### ABOUT THIS TASK
Reproduce the lines below exactly, starting at the one containing "the light wood" and stopping at the final line.

### RECORDS FOR THIS EXERCISE

◇ ◇ ◇

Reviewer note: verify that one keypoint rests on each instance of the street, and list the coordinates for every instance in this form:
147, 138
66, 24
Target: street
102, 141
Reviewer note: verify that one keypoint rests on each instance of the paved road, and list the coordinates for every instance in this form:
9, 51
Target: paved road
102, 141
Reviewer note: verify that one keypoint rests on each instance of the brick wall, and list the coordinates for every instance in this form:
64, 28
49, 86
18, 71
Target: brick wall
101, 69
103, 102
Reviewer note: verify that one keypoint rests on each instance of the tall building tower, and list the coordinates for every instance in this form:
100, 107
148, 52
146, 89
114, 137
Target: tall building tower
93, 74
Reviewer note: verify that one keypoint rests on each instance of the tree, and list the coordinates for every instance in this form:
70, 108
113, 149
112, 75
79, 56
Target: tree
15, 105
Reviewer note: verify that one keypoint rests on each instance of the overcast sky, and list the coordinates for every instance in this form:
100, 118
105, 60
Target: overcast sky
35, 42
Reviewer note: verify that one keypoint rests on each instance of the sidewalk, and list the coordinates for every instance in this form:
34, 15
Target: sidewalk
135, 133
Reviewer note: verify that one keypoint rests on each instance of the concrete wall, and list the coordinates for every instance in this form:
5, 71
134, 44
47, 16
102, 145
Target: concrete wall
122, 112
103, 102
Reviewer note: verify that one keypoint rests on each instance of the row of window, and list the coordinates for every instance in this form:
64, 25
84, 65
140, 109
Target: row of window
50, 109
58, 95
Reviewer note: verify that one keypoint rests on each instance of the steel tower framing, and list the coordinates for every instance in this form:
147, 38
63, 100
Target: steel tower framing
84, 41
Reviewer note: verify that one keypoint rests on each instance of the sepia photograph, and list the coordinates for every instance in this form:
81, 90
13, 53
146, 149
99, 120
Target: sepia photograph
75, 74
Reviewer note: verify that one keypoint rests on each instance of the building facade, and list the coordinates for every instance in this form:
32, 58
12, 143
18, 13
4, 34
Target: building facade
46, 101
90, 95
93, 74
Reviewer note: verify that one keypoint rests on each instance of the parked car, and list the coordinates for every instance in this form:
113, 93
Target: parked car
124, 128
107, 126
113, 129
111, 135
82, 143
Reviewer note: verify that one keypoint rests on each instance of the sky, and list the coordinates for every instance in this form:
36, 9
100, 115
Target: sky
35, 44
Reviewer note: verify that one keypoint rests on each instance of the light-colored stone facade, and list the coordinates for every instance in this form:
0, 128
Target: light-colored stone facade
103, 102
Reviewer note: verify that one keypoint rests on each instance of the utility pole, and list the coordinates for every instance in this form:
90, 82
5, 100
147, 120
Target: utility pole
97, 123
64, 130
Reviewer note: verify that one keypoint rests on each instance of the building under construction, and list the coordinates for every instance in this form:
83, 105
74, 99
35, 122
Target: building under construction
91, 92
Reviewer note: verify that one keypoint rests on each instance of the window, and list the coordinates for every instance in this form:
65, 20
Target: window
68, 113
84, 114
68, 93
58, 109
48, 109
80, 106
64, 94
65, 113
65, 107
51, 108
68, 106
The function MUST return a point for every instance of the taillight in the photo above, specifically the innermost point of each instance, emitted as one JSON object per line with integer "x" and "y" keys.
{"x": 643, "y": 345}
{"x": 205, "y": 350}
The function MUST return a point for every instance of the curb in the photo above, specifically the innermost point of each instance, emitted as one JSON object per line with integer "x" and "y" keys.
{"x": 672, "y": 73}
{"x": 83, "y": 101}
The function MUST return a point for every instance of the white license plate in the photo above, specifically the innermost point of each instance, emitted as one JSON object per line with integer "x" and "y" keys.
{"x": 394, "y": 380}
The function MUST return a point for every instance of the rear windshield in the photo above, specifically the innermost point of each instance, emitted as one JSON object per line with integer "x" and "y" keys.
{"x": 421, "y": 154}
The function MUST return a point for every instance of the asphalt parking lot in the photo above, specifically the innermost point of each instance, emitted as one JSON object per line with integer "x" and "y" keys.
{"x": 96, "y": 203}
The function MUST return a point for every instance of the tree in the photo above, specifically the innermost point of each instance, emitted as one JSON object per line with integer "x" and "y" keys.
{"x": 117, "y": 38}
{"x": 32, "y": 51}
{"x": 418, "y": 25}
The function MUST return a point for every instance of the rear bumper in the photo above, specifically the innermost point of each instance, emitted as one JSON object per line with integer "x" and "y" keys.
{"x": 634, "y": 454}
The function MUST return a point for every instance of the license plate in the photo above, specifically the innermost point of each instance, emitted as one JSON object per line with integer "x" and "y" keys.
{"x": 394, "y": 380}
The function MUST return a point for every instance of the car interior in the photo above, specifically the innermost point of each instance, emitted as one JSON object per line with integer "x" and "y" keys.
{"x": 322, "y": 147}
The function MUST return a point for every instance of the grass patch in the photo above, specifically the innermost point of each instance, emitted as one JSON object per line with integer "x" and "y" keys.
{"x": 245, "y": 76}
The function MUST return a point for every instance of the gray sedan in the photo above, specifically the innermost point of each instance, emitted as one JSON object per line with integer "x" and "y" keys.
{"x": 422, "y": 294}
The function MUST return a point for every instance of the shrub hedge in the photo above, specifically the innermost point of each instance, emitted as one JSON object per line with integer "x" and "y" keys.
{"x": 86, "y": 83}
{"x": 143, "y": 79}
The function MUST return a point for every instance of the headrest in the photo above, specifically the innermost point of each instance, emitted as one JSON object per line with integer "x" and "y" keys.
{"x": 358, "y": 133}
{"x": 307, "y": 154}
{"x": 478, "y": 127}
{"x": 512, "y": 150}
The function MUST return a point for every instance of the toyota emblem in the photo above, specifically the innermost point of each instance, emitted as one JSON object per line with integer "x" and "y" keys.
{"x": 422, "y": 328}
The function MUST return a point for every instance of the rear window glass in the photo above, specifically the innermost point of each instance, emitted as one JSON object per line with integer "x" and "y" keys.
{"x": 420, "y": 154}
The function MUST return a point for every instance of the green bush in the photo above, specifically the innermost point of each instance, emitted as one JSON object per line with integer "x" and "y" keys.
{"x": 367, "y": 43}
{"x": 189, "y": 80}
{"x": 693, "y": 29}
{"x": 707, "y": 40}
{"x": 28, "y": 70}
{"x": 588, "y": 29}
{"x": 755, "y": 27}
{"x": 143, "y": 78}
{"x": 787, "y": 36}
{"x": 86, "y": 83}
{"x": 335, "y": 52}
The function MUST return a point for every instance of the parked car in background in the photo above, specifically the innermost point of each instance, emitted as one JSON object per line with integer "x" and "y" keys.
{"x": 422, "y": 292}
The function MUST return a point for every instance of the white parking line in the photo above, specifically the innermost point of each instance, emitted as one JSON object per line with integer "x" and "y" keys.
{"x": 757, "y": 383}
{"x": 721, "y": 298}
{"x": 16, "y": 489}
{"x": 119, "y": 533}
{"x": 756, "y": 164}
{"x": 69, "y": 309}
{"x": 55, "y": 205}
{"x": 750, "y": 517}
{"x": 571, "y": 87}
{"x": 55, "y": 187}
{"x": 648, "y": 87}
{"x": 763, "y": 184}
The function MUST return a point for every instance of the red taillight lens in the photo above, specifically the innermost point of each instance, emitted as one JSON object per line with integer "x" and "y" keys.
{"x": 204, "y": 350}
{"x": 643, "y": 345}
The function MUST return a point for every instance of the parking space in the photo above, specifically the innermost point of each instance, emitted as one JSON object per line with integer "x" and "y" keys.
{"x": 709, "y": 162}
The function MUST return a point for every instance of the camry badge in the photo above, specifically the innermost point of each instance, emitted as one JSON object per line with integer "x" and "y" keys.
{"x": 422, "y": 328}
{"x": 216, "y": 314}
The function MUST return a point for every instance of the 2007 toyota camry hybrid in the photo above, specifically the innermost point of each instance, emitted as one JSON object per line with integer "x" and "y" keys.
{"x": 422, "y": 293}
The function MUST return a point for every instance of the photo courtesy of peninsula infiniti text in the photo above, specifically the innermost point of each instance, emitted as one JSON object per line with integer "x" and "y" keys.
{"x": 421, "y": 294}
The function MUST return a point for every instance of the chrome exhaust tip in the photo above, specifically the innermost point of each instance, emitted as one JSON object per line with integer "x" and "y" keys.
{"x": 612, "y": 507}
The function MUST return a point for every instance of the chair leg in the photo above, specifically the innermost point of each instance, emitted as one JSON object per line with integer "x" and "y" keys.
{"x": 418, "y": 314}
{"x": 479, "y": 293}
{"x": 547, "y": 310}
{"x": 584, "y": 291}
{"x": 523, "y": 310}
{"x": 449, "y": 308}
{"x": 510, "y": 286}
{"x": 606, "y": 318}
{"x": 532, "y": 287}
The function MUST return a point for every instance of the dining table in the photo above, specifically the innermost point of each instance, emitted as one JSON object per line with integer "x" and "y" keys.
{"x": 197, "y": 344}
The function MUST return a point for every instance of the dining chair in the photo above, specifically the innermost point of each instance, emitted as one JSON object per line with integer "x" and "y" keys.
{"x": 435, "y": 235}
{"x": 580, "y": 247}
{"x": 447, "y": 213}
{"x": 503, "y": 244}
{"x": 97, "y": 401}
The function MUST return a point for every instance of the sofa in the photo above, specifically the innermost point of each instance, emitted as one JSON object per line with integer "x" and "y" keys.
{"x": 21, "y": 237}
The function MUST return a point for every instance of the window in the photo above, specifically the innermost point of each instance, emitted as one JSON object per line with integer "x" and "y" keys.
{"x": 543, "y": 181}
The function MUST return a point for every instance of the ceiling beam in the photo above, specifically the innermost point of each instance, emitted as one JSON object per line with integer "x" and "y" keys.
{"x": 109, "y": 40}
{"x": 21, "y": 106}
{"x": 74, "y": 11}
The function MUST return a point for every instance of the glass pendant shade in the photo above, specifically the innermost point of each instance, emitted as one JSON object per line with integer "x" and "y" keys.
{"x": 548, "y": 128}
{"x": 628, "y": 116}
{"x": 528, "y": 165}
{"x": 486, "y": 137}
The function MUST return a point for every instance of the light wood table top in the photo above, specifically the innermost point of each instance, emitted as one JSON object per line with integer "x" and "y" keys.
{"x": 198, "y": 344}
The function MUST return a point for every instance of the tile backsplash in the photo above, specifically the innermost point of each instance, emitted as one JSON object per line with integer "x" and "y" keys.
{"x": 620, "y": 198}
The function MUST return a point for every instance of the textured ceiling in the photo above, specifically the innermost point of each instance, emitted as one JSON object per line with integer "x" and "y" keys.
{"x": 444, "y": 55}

◇ ◇ ◇

### FINISHED TASK
The function MUST return a point for every instance of the light wood table top in the photo above, specifically the innermost point of each instance, emitted as one JSON object per line with integer "x" and "y" keys.
{"x": 198, "y": 344}
The function MUST return a point for every instance of the tile backsplash in the photo above, specifically the innermost point of each instance, emitted as one JSON object per line with integer "x" and "y" keys.
{"x": 620, "y": 198}
The function MUST return a point for every instance of the textured ceiling in the photo above, specifically the innermost point of each instance, emitted as one JSON object per line with integer "x" and "y" keys.
{"x": 444, "y": 55}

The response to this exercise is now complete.